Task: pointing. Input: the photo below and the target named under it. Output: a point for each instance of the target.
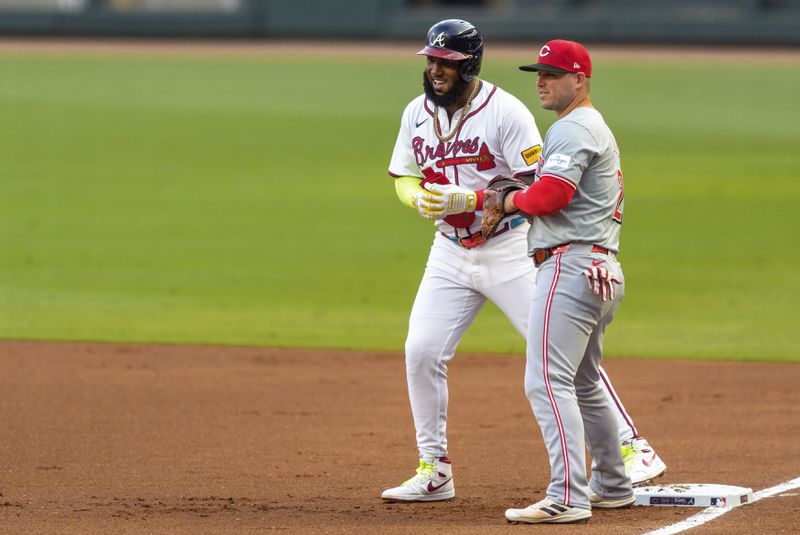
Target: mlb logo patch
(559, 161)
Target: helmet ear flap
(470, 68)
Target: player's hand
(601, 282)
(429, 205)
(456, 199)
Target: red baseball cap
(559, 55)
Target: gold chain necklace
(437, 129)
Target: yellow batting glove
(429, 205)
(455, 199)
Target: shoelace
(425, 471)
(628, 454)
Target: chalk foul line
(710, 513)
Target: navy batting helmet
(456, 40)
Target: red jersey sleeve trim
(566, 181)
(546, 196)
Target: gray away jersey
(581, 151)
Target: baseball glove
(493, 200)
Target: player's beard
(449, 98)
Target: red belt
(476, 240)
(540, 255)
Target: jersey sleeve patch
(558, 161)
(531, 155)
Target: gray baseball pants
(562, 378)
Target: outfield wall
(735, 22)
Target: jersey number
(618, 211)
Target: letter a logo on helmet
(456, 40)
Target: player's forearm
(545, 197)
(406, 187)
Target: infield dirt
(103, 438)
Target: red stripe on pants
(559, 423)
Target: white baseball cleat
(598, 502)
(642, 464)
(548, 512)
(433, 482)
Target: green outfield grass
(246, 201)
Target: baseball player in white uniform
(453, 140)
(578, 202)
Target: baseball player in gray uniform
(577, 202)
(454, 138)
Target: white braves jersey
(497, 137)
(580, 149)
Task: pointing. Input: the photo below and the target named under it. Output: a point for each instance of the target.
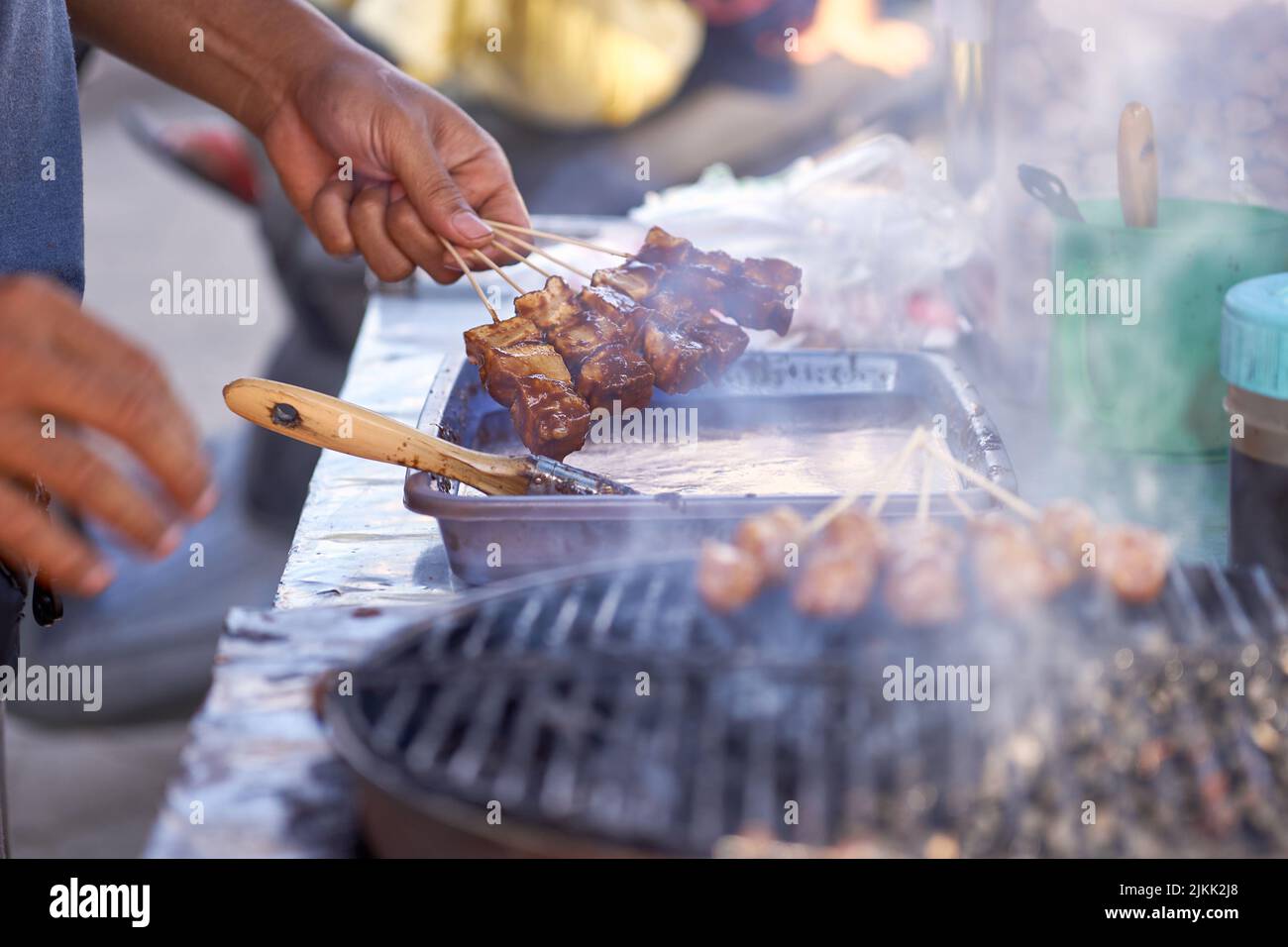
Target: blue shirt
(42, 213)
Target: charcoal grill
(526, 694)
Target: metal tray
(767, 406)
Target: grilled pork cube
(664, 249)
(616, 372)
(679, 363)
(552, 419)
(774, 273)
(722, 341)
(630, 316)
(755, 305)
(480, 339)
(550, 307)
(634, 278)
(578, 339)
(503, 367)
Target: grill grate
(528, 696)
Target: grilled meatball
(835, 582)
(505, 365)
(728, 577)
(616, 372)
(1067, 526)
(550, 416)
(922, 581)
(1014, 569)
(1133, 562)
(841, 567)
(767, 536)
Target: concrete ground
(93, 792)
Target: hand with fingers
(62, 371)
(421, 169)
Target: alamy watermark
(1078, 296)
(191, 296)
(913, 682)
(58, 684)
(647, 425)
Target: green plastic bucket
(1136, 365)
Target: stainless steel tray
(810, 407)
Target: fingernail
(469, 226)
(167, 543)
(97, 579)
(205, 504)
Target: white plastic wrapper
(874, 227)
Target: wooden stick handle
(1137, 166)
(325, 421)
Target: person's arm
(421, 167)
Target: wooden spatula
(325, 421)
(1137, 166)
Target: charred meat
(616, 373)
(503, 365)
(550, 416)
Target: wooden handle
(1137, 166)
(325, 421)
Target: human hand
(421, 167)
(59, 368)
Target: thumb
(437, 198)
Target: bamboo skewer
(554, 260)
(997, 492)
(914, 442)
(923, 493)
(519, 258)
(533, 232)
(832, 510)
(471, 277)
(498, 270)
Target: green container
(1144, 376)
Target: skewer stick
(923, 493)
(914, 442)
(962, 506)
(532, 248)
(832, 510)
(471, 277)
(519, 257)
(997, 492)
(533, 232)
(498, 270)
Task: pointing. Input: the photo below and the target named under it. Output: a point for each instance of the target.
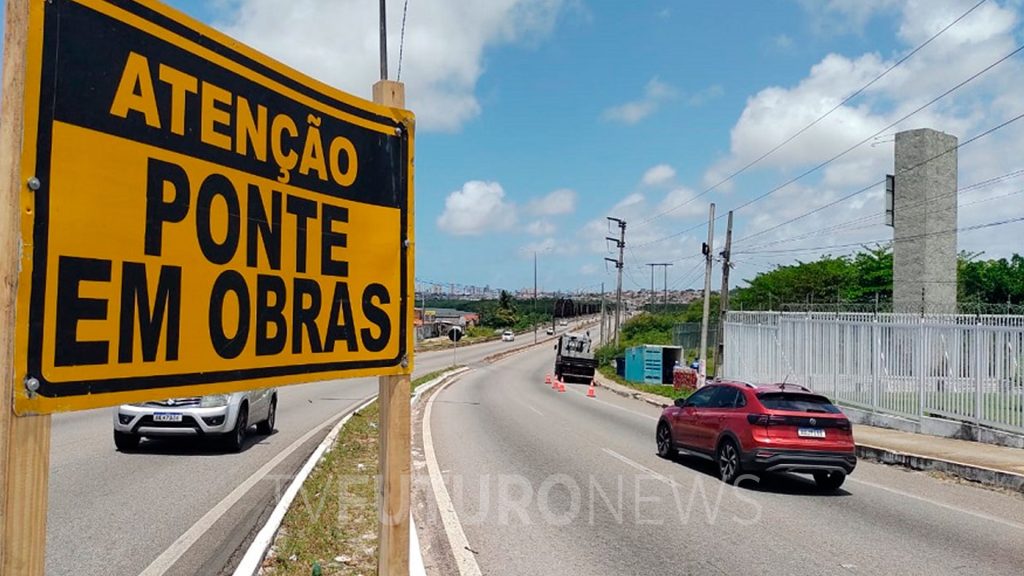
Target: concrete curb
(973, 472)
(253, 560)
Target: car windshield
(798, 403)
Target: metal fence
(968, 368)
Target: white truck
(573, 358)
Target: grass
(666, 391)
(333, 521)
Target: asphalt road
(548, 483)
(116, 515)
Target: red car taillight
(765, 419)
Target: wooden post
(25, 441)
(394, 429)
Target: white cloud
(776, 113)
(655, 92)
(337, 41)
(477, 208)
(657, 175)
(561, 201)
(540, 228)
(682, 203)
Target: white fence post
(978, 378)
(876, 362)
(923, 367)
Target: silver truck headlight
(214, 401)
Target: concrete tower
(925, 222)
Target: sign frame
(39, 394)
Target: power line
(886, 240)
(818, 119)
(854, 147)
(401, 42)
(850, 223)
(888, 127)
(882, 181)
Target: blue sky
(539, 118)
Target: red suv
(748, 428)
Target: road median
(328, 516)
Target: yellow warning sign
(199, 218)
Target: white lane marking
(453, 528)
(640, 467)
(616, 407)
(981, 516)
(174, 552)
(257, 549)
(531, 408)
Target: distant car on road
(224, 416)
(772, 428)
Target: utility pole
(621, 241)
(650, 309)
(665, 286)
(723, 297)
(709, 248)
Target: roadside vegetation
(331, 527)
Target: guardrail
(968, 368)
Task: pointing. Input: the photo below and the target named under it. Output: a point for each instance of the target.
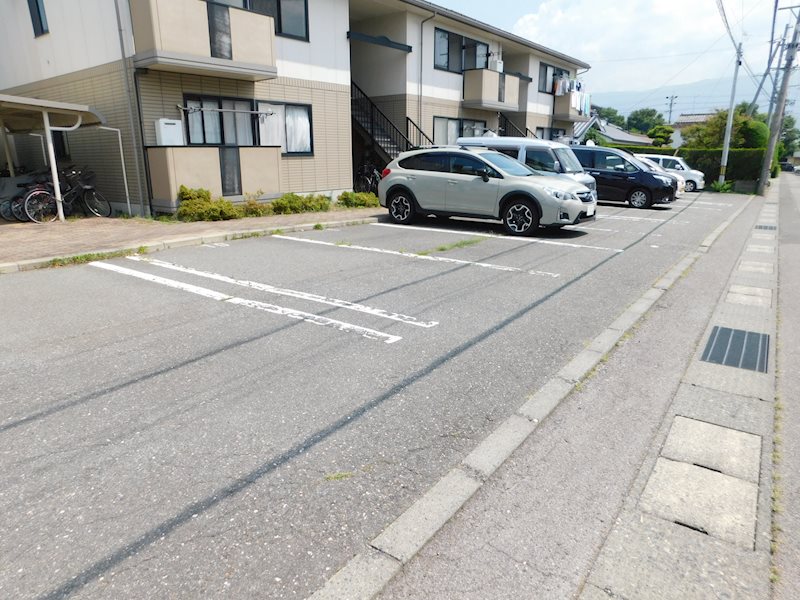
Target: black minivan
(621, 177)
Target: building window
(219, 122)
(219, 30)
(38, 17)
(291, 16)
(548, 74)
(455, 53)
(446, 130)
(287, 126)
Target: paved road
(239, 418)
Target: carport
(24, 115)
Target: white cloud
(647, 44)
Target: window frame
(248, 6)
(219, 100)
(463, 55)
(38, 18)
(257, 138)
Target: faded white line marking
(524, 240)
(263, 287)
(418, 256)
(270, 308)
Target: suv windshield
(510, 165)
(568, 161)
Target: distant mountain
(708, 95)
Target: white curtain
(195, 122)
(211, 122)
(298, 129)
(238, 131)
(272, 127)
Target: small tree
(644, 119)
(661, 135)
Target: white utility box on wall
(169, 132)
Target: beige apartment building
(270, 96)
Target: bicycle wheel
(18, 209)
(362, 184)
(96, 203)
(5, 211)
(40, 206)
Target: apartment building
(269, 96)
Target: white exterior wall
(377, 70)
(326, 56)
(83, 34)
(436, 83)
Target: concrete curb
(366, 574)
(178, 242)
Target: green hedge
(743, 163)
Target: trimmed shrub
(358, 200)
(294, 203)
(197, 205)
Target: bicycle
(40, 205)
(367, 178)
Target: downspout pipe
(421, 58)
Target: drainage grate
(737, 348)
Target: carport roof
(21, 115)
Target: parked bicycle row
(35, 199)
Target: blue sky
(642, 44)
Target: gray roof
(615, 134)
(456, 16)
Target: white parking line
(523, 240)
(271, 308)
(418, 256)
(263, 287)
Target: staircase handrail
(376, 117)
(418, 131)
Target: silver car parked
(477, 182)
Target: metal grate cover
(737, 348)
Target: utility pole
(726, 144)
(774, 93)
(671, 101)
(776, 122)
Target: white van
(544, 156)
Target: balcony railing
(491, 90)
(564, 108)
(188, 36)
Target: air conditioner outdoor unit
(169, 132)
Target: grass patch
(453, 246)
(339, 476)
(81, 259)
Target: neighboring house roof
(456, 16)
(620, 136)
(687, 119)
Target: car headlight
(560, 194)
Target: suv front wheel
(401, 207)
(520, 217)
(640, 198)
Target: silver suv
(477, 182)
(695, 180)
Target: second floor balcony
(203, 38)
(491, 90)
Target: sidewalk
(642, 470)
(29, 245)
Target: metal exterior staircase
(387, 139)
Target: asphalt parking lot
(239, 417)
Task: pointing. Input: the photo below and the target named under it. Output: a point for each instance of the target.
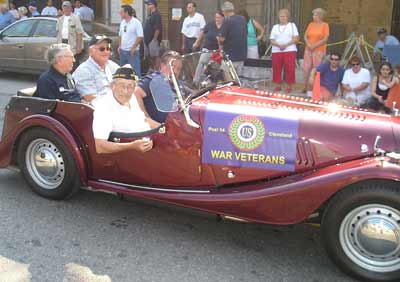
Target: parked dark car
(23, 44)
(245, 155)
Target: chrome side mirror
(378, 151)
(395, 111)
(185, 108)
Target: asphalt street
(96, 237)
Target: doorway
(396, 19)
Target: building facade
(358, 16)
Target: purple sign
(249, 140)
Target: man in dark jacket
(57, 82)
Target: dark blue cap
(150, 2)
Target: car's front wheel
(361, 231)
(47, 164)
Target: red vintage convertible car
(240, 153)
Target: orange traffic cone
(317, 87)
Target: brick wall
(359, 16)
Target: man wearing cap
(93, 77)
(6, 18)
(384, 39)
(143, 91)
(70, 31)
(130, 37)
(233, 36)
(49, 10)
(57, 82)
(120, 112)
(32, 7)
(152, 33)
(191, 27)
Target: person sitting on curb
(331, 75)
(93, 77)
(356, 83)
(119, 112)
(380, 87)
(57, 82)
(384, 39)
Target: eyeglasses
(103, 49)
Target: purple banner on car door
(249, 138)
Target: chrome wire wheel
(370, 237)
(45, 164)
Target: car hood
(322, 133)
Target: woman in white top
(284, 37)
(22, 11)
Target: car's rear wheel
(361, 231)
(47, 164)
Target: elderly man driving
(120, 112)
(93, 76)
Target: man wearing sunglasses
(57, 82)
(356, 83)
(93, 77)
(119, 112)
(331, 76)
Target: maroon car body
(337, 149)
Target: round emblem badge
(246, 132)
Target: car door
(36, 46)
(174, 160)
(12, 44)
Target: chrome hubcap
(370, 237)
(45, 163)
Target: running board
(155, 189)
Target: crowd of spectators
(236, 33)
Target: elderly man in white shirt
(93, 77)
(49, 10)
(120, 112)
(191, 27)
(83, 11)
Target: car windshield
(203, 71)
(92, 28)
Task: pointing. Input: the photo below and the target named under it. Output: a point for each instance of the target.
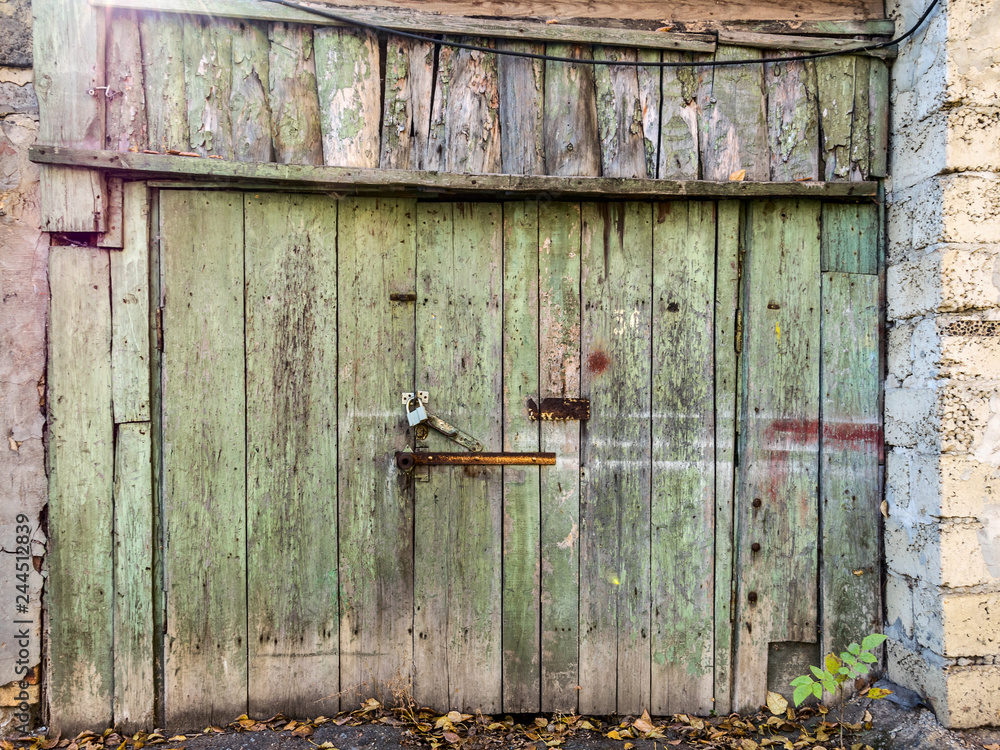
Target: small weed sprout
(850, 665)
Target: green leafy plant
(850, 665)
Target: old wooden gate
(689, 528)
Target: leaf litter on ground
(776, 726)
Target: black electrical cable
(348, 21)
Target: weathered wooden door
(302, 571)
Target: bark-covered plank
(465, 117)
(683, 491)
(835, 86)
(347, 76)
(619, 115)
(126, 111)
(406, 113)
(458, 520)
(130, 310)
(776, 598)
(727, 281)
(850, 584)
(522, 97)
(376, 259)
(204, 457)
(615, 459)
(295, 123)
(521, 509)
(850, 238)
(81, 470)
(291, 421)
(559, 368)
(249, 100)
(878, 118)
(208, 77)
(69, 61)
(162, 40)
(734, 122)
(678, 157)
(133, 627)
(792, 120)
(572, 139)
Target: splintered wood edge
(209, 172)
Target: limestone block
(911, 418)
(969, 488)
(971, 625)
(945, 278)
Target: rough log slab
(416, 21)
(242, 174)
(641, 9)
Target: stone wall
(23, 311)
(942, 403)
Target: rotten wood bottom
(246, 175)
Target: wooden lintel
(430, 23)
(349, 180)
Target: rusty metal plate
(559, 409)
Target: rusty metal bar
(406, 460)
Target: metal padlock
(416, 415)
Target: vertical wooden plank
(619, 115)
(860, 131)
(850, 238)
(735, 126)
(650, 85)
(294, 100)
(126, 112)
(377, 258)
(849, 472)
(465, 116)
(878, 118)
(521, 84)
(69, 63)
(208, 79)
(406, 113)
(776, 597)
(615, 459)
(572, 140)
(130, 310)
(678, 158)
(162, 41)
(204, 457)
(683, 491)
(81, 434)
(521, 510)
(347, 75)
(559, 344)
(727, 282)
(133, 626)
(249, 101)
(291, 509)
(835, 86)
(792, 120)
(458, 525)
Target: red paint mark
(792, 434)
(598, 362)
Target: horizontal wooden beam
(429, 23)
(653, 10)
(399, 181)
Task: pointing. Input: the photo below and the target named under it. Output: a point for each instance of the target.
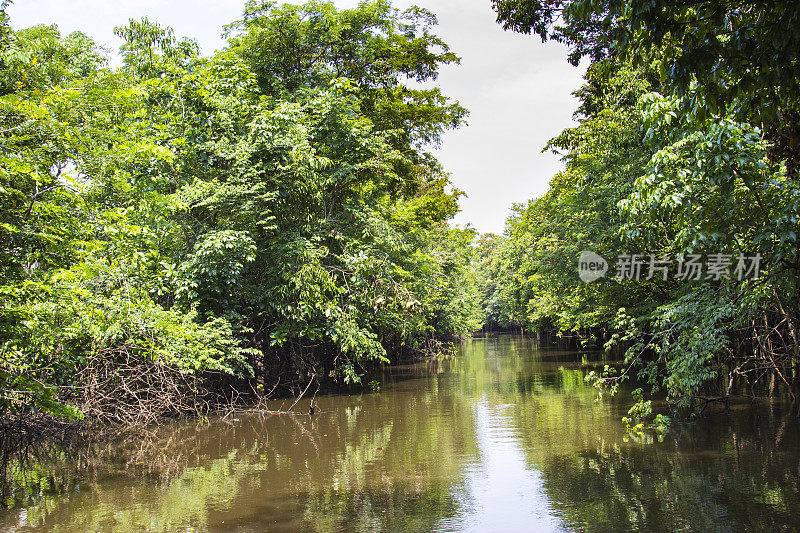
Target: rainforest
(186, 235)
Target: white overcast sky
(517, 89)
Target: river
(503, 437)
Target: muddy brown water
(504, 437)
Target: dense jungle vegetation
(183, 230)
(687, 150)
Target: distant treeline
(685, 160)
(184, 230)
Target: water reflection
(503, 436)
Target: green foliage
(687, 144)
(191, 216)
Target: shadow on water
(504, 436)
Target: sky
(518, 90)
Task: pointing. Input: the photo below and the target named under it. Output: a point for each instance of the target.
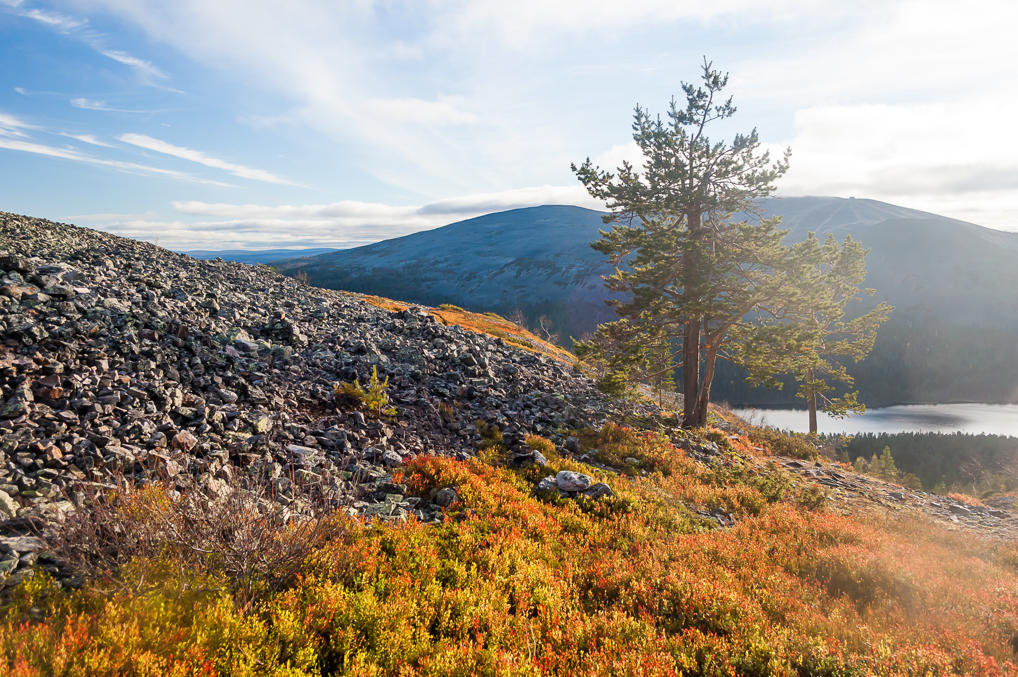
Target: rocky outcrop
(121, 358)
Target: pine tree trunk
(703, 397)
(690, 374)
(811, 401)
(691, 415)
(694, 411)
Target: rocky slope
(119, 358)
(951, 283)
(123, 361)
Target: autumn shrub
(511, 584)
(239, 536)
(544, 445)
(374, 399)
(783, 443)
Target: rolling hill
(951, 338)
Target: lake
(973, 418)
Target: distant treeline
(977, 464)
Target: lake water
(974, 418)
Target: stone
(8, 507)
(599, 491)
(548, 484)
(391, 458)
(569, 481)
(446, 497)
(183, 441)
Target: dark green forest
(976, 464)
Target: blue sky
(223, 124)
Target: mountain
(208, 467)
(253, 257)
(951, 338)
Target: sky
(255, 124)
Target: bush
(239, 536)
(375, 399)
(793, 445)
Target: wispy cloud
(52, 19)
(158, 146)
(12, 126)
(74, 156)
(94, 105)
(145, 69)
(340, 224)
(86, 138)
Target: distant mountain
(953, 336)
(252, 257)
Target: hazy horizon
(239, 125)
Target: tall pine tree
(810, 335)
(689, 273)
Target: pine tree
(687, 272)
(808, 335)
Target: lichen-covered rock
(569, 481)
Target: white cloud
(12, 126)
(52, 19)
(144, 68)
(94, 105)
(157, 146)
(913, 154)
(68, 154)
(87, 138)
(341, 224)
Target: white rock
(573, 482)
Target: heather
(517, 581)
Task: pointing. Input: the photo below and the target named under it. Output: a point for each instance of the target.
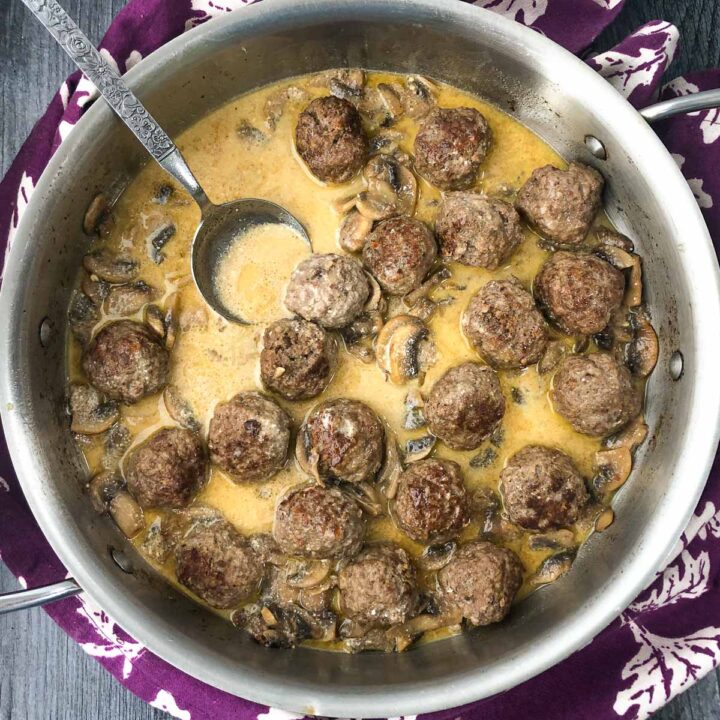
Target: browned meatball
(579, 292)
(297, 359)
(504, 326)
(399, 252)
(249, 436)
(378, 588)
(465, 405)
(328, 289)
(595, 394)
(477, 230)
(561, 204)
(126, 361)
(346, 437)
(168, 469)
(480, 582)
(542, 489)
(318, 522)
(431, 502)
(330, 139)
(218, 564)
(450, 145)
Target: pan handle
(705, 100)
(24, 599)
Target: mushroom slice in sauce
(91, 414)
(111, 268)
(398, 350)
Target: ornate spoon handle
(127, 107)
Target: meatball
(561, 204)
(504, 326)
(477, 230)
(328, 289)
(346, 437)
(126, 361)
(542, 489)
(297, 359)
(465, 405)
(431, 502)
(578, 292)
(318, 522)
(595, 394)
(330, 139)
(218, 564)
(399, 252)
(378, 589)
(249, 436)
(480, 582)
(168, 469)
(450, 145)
|---|
§ Objective: Output the line that contains "Target: pan handle", followed by every later line in the listing, with no line omitted and none added.

§ Written solution:
Target: pan handle
(705, 100)
(24, 599)
Target: mushroom slice in sauce
(91, 414)
(111, 268)
(398, 350)
Target: ornate spoon handle
(127, 107)
Target: meatball
(561, 204)
(504, 326)
(477, 230)
(328, 289)
(346, 437)
(126, 361)
(542, 489)
(297, 359)
(465, 405)
(431, 502)
(578, 292)
(318, 522)
(595, 394)
(330, 139)
(218, 564)
(399, 252)
(378, 589)
(249, 436)
(480, 582)
(168, 469)
(450, 145)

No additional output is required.